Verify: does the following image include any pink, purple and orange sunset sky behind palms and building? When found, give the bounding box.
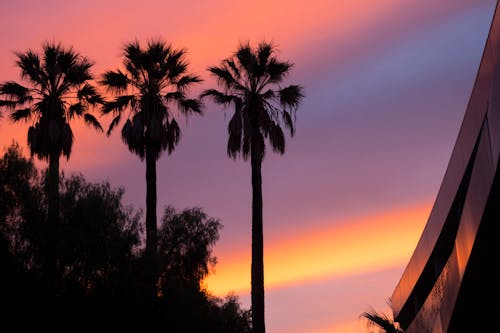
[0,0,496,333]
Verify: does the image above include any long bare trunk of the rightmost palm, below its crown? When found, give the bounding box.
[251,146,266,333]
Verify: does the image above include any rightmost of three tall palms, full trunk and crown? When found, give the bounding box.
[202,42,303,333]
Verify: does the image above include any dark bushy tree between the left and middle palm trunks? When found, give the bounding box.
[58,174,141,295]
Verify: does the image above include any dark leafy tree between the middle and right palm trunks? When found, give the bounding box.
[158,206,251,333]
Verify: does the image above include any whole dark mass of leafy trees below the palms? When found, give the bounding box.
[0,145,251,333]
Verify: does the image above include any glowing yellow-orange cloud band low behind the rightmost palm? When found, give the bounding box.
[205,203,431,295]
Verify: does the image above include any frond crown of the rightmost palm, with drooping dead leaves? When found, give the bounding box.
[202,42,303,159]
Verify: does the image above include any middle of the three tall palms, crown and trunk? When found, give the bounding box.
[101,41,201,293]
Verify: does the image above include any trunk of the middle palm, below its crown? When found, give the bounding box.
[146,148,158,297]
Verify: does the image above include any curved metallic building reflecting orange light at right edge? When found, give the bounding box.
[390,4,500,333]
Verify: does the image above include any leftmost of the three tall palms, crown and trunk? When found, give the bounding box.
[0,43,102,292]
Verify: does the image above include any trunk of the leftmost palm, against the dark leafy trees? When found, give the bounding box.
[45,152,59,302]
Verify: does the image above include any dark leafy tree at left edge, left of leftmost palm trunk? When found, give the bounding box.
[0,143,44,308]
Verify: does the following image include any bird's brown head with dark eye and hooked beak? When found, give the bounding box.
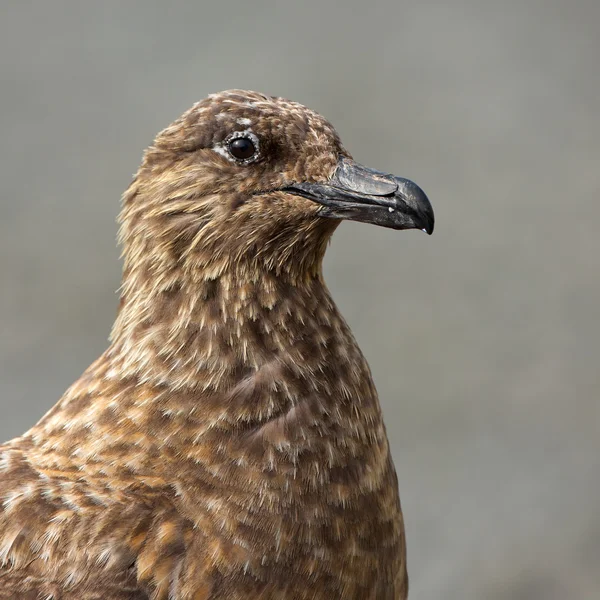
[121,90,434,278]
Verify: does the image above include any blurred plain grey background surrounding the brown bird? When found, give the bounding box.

....

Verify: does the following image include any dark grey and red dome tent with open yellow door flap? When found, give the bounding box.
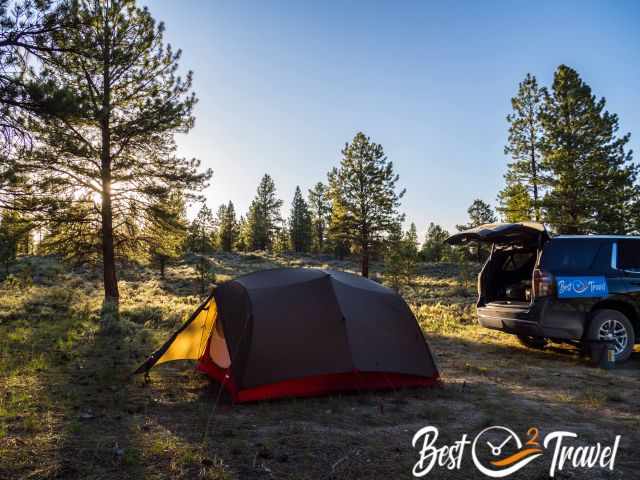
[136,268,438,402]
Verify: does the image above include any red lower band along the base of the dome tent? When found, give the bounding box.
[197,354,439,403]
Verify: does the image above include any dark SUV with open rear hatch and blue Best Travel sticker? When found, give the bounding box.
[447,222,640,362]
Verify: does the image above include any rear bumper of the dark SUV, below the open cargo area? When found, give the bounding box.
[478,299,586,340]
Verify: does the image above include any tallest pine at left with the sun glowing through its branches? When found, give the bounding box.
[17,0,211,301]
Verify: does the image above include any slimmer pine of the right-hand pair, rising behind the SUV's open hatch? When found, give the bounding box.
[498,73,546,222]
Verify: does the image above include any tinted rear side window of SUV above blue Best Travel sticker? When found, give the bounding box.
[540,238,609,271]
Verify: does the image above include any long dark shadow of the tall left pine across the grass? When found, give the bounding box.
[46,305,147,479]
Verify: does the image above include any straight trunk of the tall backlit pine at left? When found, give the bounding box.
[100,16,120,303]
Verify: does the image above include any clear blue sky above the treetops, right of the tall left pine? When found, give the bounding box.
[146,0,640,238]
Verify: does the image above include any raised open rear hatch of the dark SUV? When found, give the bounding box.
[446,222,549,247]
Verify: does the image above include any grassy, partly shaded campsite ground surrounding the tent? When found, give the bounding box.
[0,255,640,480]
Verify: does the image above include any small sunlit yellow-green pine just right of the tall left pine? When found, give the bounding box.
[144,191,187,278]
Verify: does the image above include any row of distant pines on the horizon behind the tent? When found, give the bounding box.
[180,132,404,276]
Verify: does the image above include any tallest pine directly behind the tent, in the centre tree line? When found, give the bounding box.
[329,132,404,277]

....

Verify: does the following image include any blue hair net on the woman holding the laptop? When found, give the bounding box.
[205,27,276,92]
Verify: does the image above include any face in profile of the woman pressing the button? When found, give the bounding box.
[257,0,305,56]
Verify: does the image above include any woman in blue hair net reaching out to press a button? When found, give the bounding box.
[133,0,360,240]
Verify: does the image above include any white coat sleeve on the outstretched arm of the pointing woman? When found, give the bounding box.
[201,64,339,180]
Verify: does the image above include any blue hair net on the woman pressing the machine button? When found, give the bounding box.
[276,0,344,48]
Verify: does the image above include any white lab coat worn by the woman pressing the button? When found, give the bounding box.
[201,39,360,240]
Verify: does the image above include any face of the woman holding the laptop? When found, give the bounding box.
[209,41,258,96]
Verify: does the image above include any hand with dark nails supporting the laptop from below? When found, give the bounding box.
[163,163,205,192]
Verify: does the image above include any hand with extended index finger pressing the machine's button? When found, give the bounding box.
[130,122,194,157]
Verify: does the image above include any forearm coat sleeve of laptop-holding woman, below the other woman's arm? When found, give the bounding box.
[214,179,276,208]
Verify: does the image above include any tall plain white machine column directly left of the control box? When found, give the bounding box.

....

What to work on: Using the listing above, restate exactly the range between the lines holding "Verify: does the image above include any trunk of the leftmost" and "Verify: does the image above include any blurred", inclusive, with pictures left out.

Finished exercise:
Verify: does the image above include any trunk of the leftmost palm, against the dark leafy trees? When found, give the bounding box.
[45,152,59,302]
Verify: does the image above include any dark leafy tree at left edge, left of leftmost palm trunk? When found, give the bounding box.
[0,143,44,308]
Verify: does the following image include any bird's brown head with dark eye and hooked beak? When found, give the bounding box.
[121,90,434,278]
Verify: does the image above include any blurred plain grey background surrounding the brown bird? When found, give the bounding box.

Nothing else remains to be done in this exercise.